• What is required
Pick out every line in the records below that contains the word "outline" and copy those lines. Case counts.
═════ Data supplied ═════
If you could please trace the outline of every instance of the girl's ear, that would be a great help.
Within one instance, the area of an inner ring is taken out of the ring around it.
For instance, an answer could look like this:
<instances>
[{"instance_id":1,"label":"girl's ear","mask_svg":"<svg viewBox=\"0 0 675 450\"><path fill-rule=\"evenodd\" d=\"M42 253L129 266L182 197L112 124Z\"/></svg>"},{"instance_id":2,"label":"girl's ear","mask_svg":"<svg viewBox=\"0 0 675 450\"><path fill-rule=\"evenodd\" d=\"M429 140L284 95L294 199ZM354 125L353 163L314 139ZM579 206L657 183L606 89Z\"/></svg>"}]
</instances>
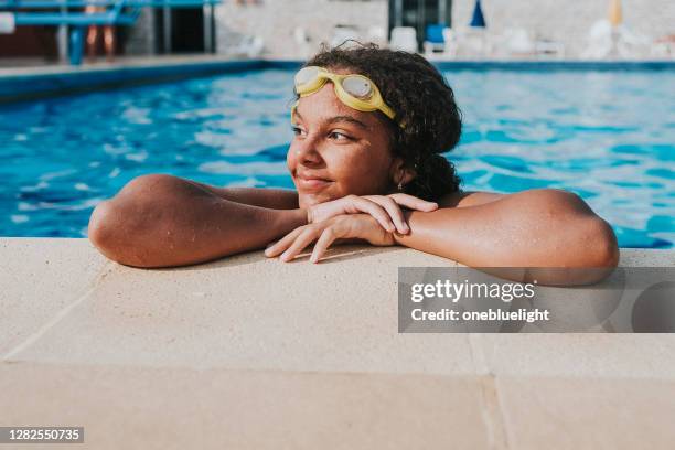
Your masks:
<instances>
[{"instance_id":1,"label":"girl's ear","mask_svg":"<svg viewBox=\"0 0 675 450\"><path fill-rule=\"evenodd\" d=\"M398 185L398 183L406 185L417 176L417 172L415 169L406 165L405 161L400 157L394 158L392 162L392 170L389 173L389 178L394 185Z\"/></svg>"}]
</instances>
═════
═════ Data supplied ═════
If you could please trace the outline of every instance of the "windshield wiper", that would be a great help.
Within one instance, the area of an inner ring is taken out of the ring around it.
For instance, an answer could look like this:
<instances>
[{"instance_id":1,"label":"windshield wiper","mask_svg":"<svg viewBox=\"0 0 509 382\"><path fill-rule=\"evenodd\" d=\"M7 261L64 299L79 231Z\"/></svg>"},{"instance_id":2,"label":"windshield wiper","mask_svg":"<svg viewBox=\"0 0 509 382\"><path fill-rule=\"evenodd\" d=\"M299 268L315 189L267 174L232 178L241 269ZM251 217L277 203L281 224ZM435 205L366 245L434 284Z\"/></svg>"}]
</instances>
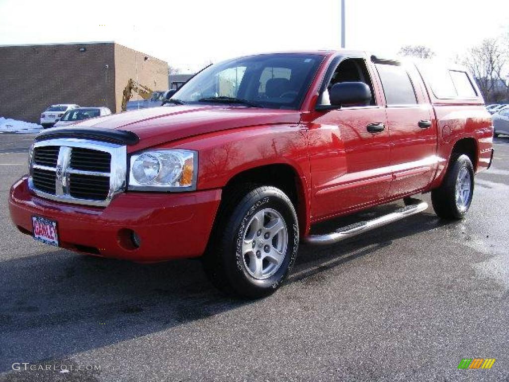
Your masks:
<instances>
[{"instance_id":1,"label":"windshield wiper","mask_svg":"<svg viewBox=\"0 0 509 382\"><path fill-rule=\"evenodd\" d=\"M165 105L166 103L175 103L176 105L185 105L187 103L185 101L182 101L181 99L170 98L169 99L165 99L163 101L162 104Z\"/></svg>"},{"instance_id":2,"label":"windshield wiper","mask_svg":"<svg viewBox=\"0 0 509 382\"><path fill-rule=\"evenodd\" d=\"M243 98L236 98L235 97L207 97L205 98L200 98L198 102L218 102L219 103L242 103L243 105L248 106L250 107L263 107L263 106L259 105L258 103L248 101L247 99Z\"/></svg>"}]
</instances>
═════
═════ Data supplied ═════
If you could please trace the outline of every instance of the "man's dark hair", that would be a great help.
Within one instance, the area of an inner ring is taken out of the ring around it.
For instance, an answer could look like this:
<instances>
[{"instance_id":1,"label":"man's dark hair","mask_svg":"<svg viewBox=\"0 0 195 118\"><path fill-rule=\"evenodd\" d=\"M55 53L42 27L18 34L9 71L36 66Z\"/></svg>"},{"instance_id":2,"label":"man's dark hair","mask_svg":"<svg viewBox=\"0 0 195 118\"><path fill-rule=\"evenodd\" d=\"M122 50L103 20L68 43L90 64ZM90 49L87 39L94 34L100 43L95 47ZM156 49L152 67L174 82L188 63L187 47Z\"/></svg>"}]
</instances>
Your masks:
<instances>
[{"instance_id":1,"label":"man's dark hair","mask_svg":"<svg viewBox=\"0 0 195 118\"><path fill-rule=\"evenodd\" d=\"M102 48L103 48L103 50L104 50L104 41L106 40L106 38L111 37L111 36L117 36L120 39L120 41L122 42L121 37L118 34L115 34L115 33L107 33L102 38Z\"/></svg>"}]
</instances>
═════
• Final result
If you could please trace the outline of every instance of the girl's ear, that would be a great help.
If you could please trace the outline of every instance of the "windshield wiper", that would be a great help.
If you could please trace the outline of every instance of the "man's dark hair", that would be a great help.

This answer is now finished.